### Exercise goal
Work out how many lines of the entries have the word "face" in them. Respond with that number only.

(Material provided)

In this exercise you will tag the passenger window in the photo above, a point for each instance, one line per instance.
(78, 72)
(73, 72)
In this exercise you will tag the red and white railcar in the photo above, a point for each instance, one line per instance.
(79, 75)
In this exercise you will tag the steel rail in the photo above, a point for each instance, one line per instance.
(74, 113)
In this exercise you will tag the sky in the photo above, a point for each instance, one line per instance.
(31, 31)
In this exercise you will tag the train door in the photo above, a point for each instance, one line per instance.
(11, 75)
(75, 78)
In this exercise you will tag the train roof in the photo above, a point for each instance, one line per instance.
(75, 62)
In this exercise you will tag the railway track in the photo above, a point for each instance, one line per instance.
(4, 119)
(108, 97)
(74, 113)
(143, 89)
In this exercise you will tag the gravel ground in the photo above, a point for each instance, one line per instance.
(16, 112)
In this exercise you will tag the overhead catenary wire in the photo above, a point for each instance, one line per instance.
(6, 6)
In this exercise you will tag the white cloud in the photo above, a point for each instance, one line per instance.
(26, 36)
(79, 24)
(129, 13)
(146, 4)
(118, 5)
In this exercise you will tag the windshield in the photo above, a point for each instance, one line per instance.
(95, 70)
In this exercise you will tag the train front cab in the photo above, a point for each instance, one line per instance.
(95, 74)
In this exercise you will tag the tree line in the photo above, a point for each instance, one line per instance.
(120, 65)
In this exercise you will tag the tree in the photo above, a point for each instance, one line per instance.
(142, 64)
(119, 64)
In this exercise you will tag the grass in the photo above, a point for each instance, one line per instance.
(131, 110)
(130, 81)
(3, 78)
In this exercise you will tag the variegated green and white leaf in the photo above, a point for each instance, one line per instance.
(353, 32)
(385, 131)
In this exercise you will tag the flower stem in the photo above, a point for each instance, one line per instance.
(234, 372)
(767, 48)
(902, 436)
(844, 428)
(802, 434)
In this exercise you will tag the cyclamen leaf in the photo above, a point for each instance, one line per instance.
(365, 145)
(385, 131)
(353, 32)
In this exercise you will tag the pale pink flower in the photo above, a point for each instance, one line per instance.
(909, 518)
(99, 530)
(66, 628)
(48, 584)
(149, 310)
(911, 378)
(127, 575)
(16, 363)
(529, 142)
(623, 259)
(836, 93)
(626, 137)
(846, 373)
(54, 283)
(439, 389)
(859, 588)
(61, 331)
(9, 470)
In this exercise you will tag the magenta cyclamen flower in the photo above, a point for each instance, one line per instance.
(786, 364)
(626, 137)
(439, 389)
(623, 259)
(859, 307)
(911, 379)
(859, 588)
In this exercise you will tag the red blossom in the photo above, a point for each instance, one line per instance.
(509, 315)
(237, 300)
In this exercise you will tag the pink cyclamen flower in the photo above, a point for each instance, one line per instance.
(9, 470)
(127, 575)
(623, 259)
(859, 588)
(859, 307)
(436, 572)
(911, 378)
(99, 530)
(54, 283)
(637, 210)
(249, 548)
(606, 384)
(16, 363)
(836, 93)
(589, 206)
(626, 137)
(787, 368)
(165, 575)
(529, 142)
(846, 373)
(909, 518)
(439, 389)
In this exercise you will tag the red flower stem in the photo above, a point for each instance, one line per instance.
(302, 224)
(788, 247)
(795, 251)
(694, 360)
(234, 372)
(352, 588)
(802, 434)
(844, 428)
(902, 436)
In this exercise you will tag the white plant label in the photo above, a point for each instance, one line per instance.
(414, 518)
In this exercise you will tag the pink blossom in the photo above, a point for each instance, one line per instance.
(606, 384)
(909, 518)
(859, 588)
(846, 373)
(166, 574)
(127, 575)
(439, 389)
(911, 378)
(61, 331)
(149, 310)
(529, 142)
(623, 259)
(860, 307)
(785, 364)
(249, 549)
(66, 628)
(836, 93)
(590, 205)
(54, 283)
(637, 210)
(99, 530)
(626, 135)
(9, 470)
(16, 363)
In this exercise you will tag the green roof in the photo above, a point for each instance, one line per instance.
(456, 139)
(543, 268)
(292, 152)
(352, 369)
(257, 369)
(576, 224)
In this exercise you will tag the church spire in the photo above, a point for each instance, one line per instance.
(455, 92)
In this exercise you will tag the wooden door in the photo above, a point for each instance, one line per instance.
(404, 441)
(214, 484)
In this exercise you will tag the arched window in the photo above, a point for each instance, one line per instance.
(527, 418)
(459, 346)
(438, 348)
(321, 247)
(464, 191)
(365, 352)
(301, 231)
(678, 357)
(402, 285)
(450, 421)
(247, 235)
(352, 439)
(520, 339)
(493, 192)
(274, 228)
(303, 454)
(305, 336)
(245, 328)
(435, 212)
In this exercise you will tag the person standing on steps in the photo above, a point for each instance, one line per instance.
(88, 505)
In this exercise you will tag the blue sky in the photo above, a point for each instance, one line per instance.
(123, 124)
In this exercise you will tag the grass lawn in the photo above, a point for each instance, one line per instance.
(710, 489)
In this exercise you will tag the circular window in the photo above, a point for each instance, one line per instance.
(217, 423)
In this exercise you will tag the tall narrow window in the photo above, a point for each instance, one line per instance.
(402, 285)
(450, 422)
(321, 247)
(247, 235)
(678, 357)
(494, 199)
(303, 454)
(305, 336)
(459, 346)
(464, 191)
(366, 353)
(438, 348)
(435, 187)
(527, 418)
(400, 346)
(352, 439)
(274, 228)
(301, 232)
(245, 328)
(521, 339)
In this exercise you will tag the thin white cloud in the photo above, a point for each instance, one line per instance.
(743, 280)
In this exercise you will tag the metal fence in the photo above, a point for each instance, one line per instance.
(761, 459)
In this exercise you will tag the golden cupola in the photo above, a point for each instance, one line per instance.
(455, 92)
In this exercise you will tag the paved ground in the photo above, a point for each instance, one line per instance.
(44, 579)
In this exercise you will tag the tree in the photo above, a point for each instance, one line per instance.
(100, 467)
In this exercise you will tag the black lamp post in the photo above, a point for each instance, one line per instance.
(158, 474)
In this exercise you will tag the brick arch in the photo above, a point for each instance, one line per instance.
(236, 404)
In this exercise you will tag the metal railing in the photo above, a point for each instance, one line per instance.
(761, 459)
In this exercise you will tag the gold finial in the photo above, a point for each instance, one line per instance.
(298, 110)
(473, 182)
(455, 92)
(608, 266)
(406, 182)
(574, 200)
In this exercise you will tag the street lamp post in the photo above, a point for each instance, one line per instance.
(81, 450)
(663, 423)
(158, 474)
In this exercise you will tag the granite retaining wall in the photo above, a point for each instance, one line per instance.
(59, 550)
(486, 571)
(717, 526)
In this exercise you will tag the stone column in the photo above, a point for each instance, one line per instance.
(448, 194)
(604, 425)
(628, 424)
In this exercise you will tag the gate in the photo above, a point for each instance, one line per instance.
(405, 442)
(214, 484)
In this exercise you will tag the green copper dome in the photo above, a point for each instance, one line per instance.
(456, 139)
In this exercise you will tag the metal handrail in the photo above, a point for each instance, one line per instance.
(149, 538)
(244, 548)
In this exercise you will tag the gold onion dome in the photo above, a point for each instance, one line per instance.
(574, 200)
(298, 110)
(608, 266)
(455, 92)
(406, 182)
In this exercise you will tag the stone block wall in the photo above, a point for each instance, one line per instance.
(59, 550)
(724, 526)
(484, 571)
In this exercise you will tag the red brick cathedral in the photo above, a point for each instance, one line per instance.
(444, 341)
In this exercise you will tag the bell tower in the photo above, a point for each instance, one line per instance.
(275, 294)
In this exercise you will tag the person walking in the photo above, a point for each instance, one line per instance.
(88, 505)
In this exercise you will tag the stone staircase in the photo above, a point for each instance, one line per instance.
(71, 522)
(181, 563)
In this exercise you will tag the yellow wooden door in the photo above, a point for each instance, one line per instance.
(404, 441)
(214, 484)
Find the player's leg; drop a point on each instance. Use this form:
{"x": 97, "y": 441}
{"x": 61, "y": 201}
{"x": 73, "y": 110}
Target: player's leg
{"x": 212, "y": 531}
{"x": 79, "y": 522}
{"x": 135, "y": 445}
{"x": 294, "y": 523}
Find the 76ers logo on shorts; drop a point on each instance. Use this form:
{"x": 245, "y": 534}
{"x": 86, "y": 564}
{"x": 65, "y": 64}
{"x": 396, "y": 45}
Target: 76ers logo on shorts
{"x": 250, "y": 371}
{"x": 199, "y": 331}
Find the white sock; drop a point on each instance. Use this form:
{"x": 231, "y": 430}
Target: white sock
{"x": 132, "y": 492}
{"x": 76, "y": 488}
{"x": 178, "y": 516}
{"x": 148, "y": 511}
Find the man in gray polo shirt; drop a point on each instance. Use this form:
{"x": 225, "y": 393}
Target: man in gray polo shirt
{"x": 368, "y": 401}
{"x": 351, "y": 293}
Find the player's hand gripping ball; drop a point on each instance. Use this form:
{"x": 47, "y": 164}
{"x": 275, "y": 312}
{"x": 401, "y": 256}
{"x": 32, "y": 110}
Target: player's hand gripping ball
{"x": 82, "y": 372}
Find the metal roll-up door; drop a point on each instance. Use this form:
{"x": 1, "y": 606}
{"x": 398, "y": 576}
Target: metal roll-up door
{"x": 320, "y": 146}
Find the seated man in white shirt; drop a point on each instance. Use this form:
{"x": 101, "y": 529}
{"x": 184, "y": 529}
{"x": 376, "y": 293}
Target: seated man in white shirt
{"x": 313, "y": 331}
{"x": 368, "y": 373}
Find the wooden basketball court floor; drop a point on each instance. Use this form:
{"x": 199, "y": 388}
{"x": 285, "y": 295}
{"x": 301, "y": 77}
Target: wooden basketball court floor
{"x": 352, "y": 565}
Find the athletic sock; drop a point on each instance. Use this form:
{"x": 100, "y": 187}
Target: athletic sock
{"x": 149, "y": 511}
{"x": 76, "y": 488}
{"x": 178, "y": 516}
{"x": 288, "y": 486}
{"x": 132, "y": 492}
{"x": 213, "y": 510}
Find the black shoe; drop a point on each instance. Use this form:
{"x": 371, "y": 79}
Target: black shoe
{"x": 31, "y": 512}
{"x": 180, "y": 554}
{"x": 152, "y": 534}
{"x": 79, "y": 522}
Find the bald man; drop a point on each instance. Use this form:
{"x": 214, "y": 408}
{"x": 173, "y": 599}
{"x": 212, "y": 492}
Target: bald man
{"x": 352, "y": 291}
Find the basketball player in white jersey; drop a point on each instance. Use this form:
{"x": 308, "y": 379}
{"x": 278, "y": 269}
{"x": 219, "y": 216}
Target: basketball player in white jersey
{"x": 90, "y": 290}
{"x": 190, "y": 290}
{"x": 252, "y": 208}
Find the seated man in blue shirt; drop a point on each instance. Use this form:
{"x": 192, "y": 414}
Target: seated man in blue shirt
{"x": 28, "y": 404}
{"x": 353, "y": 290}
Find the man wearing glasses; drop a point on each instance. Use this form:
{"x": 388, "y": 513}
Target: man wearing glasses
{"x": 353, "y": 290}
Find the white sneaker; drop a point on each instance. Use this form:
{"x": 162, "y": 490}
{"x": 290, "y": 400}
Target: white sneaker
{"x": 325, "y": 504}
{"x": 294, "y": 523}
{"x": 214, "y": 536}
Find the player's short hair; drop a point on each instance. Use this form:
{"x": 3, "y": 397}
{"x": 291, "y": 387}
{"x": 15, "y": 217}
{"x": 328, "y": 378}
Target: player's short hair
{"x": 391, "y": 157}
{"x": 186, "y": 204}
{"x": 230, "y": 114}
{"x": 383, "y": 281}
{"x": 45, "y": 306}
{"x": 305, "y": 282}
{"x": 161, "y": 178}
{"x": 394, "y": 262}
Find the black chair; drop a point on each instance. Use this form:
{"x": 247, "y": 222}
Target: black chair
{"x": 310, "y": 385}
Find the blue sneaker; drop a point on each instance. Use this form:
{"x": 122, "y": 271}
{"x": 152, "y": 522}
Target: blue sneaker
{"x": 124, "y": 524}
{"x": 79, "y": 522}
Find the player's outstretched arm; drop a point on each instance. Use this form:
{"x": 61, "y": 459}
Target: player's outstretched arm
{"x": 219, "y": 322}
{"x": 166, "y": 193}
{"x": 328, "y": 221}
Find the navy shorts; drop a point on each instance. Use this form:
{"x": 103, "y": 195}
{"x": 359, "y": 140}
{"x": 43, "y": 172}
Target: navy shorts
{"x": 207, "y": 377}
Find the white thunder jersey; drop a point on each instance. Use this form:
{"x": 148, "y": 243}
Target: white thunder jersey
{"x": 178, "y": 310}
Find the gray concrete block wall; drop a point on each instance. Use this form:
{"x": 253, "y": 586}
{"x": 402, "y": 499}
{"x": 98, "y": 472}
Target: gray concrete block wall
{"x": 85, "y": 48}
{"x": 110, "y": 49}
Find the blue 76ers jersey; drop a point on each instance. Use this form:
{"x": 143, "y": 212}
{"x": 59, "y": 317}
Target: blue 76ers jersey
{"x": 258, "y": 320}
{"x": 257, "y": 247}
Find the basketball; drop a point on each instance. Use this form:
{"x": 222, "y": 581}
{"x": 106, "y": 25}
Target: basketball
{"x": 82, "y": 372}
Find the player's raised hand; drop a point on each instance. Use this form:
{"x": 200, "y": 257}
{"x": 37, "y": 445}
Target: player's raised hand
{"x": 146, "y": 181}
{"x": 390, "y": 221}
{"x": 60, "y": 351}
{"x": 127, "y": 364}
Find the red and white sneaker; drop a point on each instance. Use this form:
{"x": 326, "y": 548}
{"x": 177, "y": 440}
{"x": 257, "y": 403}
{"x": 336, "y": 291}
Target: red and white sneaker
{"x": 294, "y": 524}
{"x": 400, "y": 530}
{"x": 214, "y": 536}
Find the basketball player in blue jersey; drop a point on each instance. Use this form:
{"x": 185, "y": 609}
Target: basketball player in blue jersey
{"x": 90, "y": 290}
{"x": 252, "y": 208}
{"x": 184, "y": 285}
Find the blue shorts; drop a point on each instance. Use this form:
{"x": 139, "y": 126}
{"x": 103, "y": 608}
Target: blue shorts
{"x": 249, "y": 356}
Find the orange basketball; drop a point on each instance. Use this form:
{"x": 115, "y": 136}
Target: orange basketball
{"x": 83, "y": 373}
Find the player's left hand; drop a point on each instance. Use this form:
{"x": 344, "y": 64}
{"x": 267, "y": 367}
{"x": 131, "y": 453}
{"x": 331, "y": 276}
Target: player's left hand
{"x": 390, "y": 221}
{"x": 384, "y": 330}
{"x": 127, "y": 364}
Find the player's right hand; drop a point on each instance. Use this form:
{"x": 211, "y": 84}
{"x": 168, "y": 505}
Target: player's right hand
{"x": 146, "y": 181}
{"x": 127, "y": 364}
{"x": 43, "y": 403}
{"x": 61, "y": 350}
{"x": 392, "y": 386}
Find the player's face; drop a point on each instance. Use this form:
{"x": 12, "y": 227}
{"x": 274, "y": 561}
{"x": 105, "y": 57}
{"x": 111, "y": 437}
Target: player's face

(End Material provided)

### Result of the exercise
2